# Exercise goal
Reproduce the records below in full, swapping every "instance" for "occurrence" and leaving everything else unchanged.

# Input records
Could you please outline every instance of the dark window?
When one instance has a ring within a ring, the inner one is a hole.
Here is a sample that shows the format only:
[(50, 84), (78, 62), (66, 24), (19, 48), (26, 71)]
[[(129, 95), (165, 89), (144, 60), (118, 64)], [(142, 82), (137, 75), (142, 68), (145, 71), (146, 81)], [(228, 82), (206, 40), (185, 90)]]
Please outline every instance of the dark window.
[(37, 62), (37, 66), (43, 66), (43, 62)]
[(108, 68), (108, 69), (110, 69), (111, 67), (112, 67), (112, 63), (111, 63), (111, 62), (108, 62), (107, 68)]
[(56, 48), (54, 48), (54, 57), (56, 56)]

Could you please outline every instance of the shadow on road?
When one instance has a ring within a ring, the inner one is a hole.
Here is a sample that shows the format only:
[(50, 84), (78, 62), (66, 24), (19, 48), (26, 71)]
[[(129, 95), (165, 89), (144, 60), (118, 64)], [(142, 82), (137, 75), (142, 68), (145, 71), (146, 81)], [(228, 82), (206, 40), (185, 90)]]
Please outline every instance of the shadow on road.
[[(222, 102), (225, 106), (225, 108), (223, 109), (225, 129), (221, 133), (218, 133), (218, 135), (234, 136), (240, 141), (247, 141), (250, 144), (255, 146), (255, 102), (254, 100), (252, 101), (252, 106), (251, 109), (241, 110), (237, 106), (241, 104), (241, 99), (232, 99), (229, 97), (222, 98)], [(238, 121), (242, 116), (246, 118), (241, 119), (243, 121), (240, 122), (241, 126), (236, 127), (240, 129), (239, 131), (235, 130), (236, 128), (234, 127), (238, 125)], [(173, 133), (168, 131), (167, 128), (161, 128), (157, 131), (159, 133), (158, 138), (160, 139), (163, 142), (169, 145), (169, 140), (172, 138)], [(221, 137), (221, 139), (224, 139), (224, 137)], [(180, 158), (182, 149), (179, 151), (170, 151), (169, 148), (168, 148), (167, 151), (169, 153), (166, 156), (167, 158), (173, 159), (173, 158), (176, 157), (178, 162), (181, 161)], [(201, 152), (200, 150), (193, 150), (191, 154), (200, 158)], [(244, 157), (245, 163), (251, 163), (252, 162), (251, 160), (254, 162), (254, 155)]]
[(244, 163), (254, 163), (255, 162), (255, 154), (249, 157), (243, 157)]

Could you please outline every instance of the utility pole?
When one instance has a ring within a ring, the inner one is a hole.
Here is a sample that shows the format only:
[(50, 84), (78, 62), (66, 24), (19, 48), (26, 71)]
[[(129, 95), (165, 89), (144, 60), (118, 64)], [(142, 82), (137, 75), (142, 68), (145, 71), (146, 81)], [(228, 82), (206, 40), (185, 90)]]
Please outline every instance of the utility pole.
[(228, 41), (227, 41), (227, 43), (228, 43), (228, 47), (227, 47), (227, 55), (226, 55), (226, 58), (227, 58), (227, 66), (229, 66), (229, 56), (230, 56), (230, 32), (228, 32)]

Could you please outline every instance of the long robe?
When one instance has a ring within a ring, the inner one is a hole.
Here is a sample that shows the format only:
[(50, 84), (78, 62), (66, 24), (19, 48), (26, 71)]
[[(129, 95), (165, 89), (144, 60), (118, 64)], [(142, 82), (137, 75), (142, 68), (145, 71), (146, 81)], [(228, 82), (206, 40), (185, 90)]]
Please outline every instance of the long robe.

# Finished task
Could you please outline every occurrence of the dark window?
When one occurrence has a ring within a ring, the inner one is a hole.
Here is a sample that shows the format only:
[(50, 84), (78, 62), (66, 24), (19, 48), (26, 71)]
[[(129, 95), (165, 89), (144, 60), (118, 64)], [(142, 82), (137, 75), (142, 68), (145, 71), (146, 81)], [(228, 82), (206, 40), (185, 90)]]
Please outline every occurrence of the dark window.
[(37, 62), (37, 66), (43, 66), (43, 62)]
[(108, 68), (108, 69), (110, 69), (111, 67), (112, 67), (112, 63), (111, 63), (111, 62), (108, 62), (107, 68)]
[(56, 48), (54, 48), (54, 57), (56, 56)]

Could you please outline every occurrence of the shadow on road?
When one occurrence has a ring within a ring, the inner one is a hole.
Here is a sample that shows the format only:
[(50, 84), (78, 62), (66, 24), (19, 48), (26, 71)]
[[(129, 95), (165, 89), (144, 60), (118, 64)], [(142, 82), (137, 75), (142, 68), (145, 71), (146, 81)], [(228, 82), (206, 40), (185, 90)]]
Please outline every occurrence of the shadow on road.
[[(222, 102), (225, 106), (225, 108), (223, 109), (225, 129), (221, 133), (218, 133), (218, 135), (234, 136), (240, 141), (247, 141), (250, 144), (255, 146), (255, 102), (254, 100), (252, 101), (252, 106), (251, 109), (241, 110), (237, 106), (241, 104), (241, 99), (232, 99), (229, 97), (222, 98)], [(238, 121), (242, 116), (246, 118), (241, 119), (243, 121), (240, 122), (241, 126), (236, 127), (240, 129), (239, 131), (235, 130), (236, 128), (234, 127), (238, 125)], [(173, 133), (168, 131), (167, 128), (161, 128), (157, 131), (159, 133), (158, 138), (160, 139), (163, 142), (169, 145), (169, 140), (172, 138)], [(221, 137), (221, 139), (224, 139), (224, 137)], [(180, 158), (182, 149), (179, 151), (170, 151), (169, 148), (168, 148), (167, 151), (169, 153), (166, 156), (167, 158), (173, 159), (173, 158), (176, 157), (178, 162), (181, 161)], [(201, 152), (200, 150), (193, 150), (191, 154), (200, 158)], [(244, 157), (245, 163), (251, 163), (252, 162), (251, 160), (254, 162), (254, 155)]]
[(244, 163), (254, 163), (255, 162), (255, 154), (249, 157), (243, 157)]

Could you please outline every occurrence of the utility pole?
When one occurrence has a ring within a ring, the inner one is a hole.
Here is a sample that shows the format only:
[(50, 84), (78, 62), (66, 24), (19, 48), (26, 71)]
[[(129, 95), (165, 89), (144, 60), (118, 64)], [(142, 82), (137, 75), (142, 68), (145, 71), (146, 81)], [(228, 82), (206, 40), (185, 90)]]
Please outline every occurrence of the utility pole.
[(228, 41), (227, 41), (227, 43), (228, 43), (228, 47), (227, 47), (227, 55), (226, 55), (226, 58), (227, 58), (227, 66), (229, 66), (229, 56), (230, 56), (230, 32), (228, 32)]

Could you please outline every occurrence of the long robe?
When one occurrence has a ring within a ring, the inner one is a hole.
Here is a sample that shows the format only:
[(50, 84), (78, 62), (66, 24), (19, 48), (26, 71)]
[[(129, 95), (165, 89), (144, 60), (118, 64)], [(142, 82), (137, 75), (142, 68), (145, 71), (146, 81)], [(228, 82), (206, 40), (185, 90)]]
Please outline every occurrence of the long robe.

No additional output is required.